About H.P. Acthar Gel (repository corticotropin injection)
H.P. Acthar Gel (repository corticotropin injection), is an injectable drug approved by the
- Monotherapy for treatment of infantile spasms (IS) in infants and children under 2 years of age.
- Inducing a diuresis or a remission of proteinuria in nephrotic syndrome without uremia of the idiopathic type or that due to lupus erythematosus.
- Treatment of acute exacerbations of MS in adults.
- Use during an exacerbation or as maintenance therapy in selected cases of systemic lupus erythematosus.
- Use during an exacerbation or as maintenance therapy in selected cases of systemic dermatomyositis (polymyositis).
- Use as adjunct therapy for short-term administration in select cases of rheumatoid arthritis.
- Treatment of symptomatic sarcoidosis.
Important Safety Information
- Acthar should never be administered intravenously.
- Administration of live or live attenuated vaccines is contraindicated in patients receiving immunosuppressive doses of Acthar.
- Acthar is contraindicated where congenital infections are suspected in infants.
- Acthar is contraindicated in patients with scleroderma, osteoporosis, systemic fungal infections, ocular herpes simplex, recent surgery, history of or the presence of a peptic ulcer, congestive heart failure, uncontrolled hypertension, primary adrenocortical insufficiency, adrenocortical hyperfunction or sensitivity to proteins of porcine origins.
- The adverse effects of Acthar are related primarily to its steroidogenic effects.
- Acthar may increase susceptibility to new infection or reactivation of latent infections.

## EXPLORE THE MATERIAL:
[a] From the passage about H.P. Acthar Gel, list every condition named in its bulleted uses before the "Important Safety Information" heading.
[b] According to the passage about H.P. Acthar Gel, by what route should Acthar never be administered?
[c] Write the next part of the passage about H.P. Acthar Gel, picking up after its last sentence.

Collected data
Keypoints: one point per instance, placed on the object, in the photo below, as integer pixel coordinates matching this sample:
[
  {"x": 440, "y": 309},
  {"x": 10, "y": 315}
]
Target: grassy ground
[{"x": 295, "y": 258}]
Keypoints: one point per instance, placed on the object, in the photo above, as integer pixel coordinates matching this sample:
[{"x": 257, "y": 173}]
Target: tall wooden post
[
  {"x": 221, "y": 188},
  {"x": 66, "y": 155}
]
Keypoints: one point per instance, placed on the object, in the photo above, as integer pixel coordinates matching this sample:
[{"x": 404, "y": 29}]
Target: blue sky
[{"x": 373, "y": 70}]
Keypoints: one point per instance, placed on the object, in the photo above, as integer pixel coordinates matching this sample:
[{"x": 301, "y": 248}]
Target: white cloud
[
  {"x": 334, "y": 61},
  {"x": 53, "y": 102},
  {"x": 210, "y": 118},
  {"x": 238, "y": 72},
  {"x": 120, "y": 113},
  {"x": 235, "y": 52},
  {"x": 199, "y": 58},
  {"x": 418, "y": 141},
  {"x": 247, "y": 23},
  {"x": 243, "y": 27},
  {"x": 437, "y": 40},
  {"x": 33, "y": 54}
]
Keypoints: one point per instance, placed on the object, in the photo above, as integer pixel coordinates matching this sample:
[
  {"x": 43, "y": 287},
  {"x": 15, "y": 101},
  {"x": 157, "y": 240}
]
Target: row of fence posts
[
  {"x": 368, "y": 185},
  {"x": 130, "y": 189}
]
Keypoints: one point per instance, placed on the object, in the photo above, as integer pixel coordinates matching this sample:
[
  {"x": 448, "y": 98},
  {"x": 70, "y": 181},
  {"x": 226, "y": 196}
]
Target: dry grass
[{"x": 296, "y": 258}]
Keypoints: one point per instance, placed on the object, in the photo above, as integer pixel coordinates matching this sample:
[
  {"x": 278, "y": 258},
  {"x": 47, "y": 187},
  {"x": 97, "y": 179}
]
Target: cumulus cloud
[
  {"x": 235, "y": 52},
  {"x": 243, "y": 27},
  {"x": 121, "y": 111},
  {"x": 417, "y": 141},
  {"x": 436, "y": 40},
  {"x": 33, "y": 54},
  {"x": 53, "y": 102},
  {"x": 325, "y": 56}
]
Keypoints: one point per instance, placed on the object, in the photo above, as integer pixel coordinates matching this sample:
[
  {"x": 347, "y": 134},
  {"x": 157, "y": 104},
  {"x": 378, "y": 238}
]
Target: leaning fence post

## LIST OF ANSWERS:
[a]
- Infantile spasms (IS) in infants and children under 2 years of age
- Nephrotic syndrome without uremia, of the idiopathic type or due to lupus erythematosus
- Acute exacerbations of MS in adults
- Systemic lupus erythematosus
- Systemic dermatomyositis (polymyositis)
- Rheumatoid arthritis
- Symptomatic sarcoidosis

[b] Acthar should never be administered intravenously.

[c]
- Suppression of the hypothalamic–pituitary–adrenal (HPA) axis may occur following prolonged therapy with the potential for adrenal insufficiency after withdrawal of the medication. Cushing's Syndrome may occur during therapy but generally resolves after therapy is stopped. Monitor patients for signs and symptoms.
- Monitor patients for elevation of blood pressure, salt and water retention, and hypokalemia.
- Acthar often acts by masking symptoms of other diseases/disorders. Monitor patients carefully during and following discontinuation.
- Acthar can cause gastrointestinal (GI) bleeding and gastric ulcer with an increased risk for perforation with certain GI disorders. Monitor for signs of bleeding.
- Acthar may be associated with central nervous system effects ranging from euphoria, insomnia, irritability, mood swings, personality changes, depression, and psychosis. Existing conditions may be aggravated.
- Patients with comorbid disease may have that disease worsened. Caution should be used in patients with diabetes and myasthenia gravis.
- Prolonged use of Acthar may produce cataracts, glaucoma and secondary ocular infections.
- Acthar is immunogenic and prolonged use may increase the risk of hypersensitivity reactions.
- There is an enhanced effect in patients with hypothyroidism and those with cirrhosis of liver.
- Long-term use may have negative effects on growth and physical development in children. Monitor pediatric patients.
- Decrease in bone density may occur. Monitor during long-term therapy.
- Pregnancy Class C: Acthar has been shown to have an embryocidal effect and should be used during pregnancy only if the potential benefit justifies the potential risk to the fetus.
- Common adverse reactions include fluid retention, alteration in glucose tolerance, elevation in blood pressure, behavioral and mood changes, increased appetite and weight gain.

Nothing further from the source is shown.